Brief:
Copy the records from the start through the line that contains "point(583, 153)", substituting "violet blossom" for "purple flower" and changing nothing else. Leave the pictures out of your copy.

[Records taken from a collection]
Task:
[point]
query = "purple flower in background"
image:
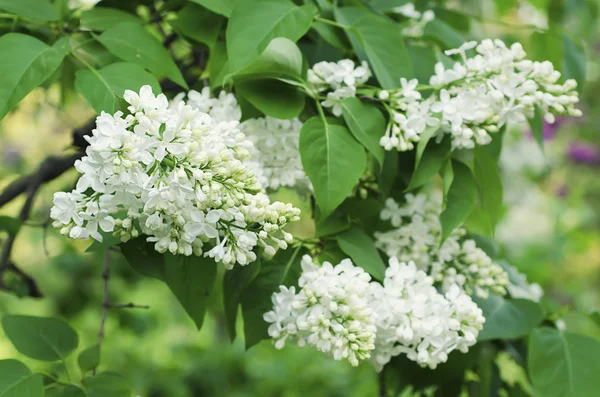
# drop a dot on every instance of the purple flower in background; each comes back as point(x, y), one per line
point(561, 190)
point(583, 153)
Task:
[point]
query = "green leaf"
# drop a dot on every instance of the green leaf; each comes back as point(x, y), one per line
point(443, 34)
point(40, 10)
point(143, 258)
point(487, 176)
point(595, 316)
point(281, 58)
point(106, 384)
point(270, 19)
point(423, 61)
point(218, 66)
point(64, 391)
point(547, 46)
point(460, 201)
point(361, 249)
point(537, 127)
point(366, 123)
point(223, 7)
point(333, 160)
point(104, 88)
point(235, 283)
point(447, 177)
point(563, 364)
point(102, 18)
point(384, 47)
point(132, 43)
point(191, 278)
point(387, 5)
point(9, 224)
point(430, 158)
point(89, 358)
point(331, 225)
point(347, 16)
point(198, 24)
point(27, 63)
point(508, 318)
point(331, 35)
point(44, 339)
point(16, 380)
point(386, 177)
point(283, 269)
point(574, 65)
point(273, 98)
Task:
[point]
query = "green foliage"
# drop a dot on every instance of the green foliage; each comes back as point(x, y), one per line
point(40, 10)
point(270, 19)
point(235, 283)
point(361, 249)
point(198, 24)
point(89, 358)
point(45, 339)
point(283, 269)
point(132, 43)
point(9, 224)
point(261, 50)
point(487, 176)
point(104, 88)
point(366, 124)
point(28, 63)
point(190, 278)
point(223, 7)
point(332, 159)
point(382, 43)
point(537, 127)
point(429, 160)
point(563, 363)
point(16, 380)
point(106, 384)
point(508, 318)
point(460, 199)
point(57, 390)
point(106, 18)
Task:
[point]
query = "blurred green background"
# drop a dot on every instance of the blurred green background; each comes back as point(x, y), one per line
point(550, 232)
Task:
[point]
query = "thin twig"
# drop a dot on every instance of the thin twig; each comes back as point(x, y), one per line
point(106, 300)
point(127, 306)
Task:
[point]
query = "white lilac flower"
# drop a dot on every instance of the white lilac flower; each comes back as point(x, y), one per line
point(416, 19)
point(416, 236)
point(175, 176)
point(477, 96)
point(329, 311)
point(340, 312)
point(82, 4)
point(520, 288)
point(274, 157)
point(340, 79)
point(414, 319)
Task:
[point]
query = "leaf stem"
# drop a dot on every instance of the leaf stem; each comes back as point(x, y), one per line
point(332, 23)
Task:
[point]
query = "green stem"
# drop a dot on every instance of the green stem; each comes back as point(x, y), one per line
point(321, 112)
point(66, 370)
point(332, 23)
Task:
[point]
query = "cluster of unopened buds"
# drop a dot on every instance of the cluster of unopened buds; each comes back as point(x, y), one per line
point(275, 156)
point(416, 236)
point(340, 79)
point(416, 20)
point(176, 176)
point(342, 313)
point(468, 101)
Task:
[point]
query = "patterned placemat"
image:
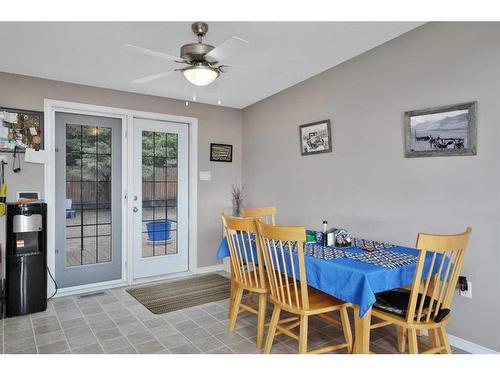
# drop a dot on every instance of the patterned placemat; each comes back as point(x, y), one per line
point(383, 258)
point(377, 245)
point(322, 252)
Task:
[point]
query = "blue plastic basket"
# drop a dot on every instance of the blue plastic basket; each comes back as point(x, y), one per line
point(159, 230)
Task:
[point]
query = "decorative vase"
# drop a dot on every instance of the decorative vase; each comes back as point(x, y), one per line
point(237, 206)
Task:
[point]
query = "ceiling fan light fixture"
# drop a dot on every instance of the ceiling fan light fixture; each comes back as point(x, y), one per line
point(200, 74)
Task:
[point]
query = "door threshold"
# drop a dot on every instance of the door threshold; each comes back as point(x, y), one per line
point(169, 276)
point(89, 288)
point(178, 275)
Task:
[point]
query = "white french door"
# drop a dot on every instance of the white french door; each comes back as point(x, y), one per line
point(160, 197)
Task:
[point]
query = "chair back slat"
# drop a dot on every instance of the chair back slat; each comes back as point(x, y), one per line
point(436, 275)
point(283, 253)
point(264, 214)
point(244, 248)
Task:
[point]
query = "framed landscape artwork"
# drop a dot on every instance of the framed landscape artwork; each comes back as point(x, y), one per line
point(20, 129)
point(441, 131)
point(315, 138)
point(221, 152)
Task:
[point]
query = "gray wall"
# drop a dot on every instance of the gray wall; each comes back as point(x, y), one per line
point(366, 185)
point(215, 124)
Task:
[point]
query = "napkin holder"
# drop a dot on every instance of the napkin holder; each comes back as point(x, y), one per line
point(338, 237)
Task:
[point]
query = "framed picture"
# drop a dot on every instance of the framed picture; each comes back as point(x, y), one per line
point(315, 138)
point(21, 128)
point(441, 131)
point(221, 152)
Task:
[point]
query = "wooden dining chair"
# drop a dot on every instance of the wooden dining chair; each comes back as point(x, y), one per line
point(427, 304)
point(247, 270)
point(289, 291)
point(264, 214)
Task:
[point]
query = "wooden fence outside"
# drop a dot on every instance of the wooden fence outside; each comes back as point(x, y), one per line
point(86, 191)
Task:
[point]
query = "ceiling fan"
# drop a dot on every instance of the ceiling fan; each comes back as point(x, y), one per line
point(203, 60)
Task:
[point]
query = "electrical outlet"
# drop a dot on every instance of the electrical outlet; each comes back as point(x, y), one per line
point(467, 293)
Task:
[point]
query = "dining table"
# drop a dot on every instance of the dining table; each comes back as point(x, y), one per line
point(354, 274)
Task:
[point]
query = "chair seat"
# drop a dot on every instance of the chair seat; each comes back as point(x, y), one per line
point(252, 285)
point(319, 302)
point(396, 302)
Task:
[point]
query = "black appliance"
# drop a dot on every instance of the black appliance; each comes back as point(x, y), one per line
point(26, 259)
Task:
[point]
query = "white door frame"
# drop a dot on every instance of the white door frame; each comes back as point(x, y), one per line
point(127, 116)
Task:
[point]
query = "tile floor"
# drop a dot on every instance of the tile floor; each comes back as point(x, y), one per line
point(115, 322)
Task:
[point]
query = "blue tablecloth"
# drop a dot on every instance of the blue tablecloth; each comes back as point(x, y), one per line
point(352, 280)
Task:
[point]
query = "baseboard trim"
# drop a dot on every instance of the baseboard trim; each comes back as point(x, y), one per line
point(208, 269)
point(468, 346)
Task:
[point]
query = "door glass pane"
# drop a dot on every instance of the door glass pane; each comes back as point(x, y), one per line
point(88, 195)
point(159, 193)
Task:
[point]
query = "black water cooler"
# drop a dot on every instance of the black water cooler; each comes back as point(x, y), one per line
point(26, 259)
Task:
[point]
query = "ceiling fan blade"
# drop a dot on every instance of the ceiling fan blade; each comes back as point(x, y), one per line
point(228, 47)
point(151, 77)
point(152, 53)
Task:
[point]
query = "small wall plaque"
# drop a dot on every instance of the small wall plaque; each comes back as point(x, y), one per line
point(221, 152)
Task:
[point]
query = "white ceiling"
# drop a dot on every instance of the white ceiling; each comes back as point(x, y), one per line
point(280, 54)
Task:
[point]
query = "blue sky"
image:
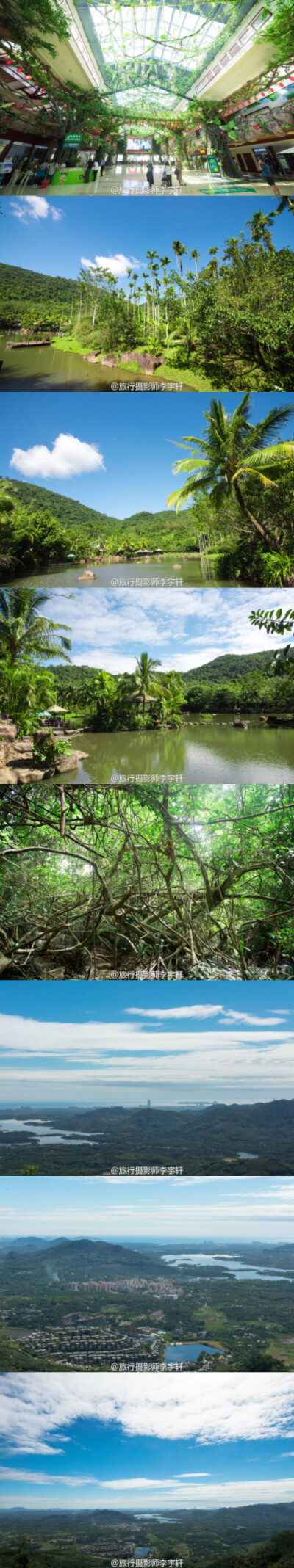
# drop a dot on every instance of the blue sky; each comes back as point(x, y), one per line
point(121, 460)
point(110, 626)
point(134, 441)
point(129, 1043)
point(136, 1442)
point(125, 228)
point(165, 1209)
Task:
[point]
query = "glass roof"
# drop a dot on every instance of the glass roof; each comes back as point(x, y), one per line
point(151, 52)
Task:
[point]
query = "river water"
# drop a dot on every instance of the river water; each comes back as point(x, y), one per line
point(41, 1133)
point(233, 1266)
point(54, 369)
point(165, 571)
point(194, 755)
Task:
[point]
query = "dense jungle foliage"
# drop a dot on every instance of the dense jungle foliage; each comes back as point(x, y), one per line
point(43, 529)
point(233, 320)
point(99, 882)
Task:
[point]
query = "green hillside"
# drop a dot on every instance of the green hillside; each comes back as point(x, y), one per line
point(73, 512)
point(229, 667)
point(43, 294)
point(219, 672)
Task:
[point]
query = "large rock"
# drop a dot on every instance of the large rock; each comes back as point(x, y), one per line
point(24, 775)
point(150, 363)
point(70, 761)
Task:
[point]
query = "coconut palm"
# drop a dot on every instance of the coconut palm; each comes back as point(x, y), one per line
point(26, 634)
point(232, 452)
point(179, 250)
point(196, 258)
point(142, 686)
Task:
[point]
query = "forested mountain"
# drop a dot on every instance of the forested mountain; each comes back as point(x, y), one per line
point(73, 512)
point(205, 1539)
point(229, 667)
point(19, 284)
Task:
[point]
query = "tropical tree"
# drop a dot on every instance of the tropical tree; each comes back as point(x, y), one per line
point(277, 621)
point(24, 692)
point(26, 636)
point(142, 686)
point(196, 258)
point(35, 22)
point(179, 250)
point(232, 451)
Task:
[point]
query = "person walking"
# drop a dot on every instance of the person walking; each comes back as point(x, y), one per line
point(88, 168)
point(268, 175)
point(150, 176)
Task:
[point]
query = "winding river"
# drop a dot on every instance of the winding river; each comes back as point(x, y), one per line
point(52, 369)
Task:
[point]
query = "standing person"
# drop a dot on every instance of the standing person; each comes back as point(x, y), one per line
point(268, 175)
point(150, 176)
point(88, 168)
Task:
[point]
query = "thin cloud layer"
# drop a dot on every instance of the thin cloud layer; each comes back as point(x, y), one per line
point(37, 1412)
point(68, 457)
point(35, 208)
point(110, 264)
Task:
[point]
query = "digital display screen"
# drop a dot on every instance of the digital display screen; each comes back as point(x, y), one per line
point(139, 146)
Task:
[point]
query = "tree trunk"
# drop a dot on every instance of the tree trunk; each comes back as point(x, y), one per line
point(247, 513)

The solution:
Task:
[point]
query = "violet blossom in background"
image:
# drop a dot on every instance of the violet blossom in background; each comes back as point(x, y), one per line
point(561, 190)
point(583, 153)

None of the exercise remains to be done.